▸ **Set tasks**:
(a) In the forum thread on multithreading in C++, what kind of work does the asker say big_task() performs?
(b) Print the part of the forum thread on multithreading in C++ between "score 5 · Answer" and "yes thats true.", inclusive.

-- start of Given passage --

Multithreading to perform a single task in C++

Question

Suppose I have this big_task() function that I can split between threads for speedup.

The way to solve that issue with multithreading is to call _beginthread() on each task of the function and then wait for all the threads to finish, right?

How do I know if that's gonna be efficient and actually benefit to minimize big_task() running time?

I also heard that multithreading efficiency depends on the platform and hardware of the client. That means that it's something I need to query in the beginning of my program as well..?

One more question, when coding in Windows, is it better to use CreateThread() rather than _beginthread()? I write cross platform applications but if CreateThread() is more efficient than I could specialize my code to use that in Windows.

Can you shed some light on the type of tasks? (networking, db-access, disk-io, cpu time?) — Stefan, Nov 19 '15 at 08:24
if you're using C++11 I believe that you can use `std::thread` instead. — default, Nov 19 '15 at 08:24
Well first thing is if you are on a multiprocessor / multicore system, of course multithreading will be faster. — Alexandre Lavoie, Nov 19 '15 at 08:25
@Stefan it's plain cpu calculations. I calculate 4x4 matrices and apply the results to data structures. — McLovin, Nov 19 '15 at 08:26
@AlexandreLavoie: only if these tasks can be parallel executed ;-) — Stefan, Nov 19 '15 at 08:26
Also, consider calculating the theoretical maximal speedup with Amdahl's law, sometimes it is surprising how a task that has some non-parallellizable part becomes not so amenable to parallellization speedup. — Erik Alapää, Nov 19 '15 at 08:29
If you want to measure the exact speed up, run it with timers ( example here: http://cboard.cprogramming.com/c-programming/112560-timers-c.html) twice - once without parallel, once with. If you want to really get stuff to work fast, try using timers to find out exactly which part takes how long, and then you can use that info for more efficient paralleling... — shapiro yaacov, Nov 19 '15 at 08:38
@shapiroyaacov But the thing is I don't know what will be the hardware of my client/s, so I must code two versions of each method, one that includes multithreading and an other that doesn't..? — McLovin, Nov 19 '15 at 08:44
I don't think you need to. Maybe an `if` somewhere to check the number of cores. no point paralleling stuff on a single core (don't know where you'd find nowadays something that is single cored, but anyway..). My suggestion was strictly for development purposes... — shapiro yaacov, Nov 19 '15 at 08:48
Is there a standard function that checks number of cores, so I know how many threads I need to create? — McLovin, Nov 19 '15 at 09:14
http://www.boost.org/doc/libs/1_59_0/doc/html/thread/thread_management.html#thread.thread_management.thread.hardware_concurrency — Domagoj Prelošćan, Nov 19 '15 at 09:23
@Pilpel If you are satisfied you should accept one of the answers. It does not need to be my answer ;-) — Domagoj Prelošćan, Nov 19 '15 at 14:39

score 5 · Answer 1 · answered Nov 19 '15 at 08:27

5

The way to solve that issue with multithreading is to call _beginthread() on each task of the function and then wait for all the threads to finish, right?

this way you will parallelize your big function, so yes thats true.

-- end of Given passage --
-- start of Provided data --

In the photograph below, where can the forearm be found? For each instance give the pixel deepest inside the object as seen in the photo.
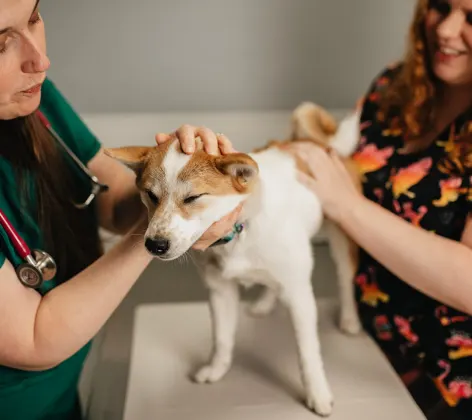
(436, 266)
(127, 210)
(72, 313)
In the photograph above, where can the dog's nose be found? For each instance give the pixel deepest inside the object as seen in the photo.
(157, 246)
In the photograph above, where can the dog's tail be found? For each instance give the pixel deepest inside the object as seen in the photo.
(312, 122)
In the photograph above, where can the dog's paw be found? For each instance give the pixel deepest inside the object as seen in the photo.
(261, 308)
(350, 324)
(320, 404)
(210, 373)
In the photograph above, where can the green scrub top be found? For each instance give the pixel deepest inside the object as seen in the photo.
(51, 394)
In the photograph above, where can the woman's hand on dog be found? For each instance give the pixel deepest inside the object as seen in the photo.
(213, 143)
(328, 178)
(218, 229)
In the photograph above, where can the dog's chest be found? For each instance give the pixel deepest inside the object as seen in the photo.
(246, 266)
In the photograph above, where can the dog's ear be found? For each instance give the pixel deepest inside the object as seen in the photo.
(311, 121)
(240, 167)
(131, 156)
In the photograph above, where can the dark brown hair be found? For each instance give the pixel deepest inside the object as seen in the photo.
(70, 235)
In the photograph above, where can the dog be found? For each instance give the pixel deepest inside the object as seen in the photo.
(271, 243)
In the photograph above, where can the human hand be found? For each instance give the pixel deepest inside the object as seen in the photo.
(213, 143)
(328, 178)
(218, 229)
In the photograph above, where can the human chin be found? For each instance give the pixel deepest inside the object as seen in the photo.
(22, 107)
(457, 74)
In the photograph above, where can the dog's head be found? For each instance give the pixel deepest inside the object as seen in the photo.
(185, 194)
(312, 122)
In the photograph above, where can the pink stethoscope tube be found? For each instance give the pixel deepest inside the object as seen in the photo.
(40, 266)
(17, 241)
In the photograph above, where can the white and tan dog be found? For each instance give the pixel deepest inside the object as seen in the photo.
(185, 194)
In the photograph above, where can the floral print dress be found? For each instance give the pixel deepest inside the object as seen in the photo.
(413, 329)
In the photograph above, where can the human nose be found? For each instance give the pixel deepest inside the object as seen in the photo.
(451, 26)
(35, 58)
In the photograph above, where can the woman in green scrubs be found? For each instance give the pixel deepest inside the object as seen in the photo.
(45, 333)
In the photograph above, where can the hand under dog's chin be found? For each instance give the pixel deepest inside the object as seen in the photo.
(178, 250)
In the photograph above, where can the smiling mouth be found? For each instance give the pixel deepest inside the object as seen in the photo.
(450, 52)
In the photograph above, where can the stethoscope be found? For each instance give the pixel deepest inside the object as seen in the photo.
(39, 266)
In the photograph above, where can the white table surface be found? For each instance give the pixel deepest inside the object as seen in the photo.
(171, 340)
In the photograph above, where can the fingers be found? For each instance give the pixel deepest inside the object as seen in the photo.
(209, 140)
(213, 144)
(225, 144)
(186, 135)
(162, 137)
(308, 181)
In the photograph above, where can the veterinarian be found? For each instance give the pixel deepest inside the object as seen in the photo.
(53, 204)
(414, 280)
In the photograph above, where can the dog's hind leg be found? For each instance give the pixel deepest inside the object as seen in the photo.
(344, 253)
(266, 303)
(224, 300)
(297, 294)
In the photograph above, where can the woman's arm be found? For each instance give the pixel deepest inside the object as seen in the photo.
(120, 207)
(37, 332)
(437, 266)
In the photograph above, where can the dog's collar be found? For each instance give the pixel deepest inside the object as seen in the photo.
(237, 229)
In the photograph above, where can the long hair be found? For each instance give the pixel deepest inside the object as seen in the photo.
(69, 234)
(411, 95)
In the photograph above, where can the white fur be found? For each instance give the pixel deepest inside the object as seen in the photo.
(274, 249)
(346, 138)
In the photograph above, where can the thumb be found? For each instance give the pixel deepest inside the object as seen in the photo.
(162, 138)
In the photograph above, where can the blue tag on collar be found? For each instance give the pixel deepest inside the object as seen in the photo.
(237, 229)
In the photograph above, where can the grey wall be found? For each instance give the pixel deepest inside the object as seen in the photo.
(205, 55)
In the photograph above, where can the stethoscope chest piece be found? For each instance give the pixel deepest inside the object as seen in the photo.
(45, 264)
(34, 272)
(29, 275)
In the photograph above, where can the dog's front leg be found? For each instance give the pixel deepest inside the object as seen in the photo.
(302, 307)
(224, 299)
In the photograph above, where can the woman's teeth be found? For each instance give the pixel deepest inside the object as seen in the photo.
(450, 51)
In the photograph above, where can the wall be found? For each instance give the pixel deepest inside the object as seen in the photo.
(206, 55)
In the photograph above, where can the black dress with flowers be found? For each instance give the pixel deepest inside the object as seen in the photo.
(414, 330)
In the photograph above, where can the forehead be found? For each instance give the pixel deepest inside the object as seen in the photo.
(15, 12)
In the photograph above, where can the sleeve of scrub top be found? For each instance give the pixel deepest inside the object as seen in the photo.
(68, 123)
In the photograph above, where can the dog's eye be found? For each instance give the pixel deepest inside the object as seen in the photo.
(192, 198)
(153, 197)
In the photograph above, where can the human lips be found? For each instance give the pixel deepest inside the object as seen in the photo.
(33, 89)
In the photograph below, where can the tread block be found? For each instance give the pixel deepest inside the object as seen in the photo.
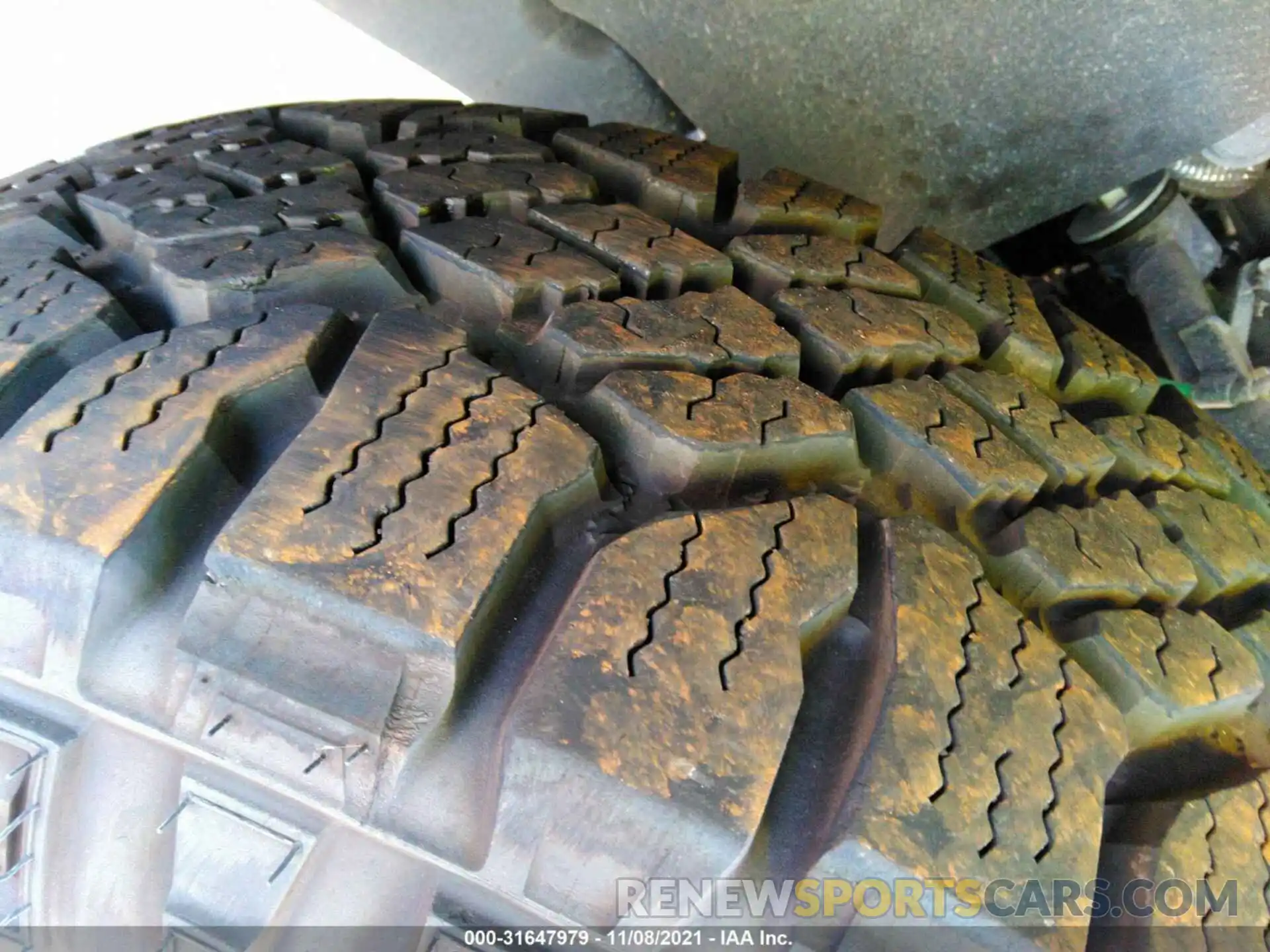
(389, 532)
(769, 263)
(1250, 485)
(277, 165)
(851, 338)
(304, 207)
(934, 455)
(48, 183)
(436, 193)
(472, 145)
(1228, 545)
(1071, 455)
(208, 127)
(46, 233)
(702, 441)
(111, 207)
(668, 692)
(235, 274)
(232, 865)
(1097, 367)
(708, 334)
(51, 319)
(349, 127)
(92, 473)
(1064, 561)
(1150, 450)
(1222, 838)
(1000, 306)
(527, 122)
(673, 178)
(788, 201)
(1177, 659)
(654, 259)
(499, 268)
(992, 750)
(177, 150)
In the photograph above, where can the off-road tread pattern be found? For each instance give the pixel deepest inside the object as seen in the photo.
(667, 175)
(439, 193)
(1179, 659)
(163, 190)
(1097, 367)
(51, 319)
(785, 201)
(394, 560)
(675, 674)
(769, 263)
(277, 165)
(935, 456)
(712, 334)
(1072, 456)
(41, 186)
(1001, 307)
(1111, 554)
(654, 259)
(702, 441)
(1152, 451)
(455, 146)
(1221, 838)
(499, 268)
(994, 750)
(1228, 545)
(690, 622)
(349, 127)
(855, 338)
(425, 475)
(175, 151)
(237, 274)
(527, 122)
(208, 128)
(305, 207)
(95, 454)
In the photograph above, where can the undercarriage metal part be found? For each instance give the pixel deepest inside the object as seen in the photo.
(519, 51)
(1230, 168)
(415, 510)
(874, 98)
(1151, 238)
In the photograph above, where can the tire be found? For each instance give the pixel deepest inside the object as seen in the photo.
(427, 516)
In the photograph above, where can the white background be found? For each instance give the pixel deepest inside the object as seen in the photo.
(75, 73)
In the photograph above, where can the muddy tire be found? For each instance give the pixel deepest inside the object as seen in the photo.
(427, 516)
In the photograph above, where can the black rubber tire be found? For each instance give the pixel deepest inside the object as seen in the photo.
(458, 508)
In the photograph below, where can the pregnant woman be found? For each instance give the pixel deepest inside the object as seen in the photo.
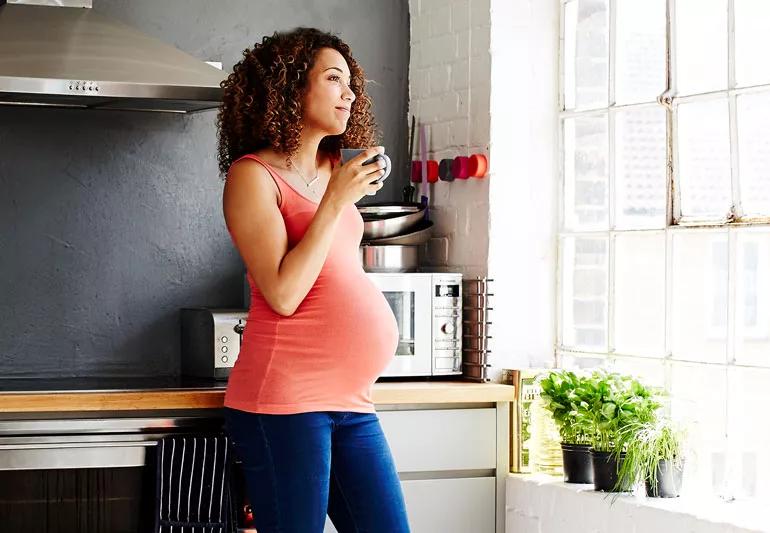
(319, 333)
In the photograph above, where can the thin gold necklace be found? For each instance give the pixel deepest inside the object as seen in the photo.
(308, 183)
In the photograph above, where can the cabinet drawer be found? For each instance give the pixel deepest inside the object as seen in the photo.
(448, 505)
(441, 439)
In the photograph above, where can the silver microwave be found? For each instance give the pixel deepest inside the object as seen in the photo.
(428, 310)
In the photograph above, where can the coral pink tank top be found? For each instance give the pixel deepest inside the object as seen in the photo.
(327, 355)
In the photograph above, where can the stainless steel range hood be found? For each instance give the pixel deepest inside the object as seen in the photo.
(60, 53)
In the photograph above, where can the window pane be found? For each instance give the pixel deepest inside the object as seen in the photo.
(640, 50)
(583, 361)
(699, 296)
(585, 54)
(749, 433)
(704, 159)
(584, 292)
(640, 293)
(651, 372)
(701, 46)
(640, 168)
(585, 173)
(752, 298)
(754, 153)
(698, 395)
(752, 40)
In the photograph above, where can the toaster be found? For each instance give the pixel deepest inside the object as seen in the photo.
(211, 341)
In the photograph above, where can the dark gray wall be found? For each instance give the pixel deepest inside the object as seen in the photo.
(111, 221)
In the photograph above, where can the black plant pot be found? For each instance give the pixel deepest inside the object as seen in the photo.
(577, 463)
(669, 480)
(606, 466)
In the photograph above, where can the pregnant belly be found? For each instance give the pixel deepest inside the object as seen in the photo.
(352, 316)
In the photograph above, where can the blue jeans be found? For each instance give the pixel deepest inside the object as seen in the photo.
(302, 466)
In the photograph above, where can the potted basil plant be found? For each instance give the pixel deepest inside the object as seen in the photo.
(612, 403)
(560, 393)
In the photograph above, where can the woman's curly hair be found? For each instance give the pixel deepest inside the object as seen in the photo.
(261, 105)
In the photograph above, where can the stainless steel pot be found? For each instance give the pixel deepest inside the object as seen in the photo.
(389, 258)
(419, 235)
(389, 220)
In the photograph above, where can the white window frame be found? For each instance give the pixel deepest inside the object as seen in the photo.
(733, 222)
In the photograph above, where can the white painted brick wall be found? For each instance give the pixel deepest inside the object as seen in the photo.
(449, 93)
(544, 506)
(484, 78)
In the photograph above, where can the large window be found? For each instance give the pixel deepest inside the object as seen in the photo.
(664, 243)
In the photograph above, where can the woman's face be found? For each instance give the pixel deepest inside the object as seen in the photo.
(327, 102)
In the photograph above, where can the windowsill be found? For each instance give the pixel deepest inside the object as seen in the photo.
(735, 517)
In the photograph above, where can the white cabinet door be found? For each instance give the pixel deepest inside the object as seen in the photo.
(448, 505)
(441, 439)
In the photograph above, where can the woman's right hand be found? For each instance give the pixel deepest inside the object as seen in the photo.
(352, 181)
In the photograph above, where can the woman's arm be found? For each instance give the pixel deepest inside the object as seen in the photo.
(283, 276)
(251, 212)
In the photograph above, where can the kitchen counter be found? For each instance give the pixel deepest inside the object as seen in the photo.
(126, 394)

-- end of Provided data --

▸ **Answers for this exercise**:
(a) Plain CPU calculations: computing 4x4 matrices and applying the results to data structures.

(b)
score 5 · Answer 1 · answered Nov 19 '15 at 08:27

5

The way to solve that issue with multithreading is to call _beginthread() on each task of the function and then wait for all the threads to finish, right?

this way you will parallelize your big function, so yes thats true.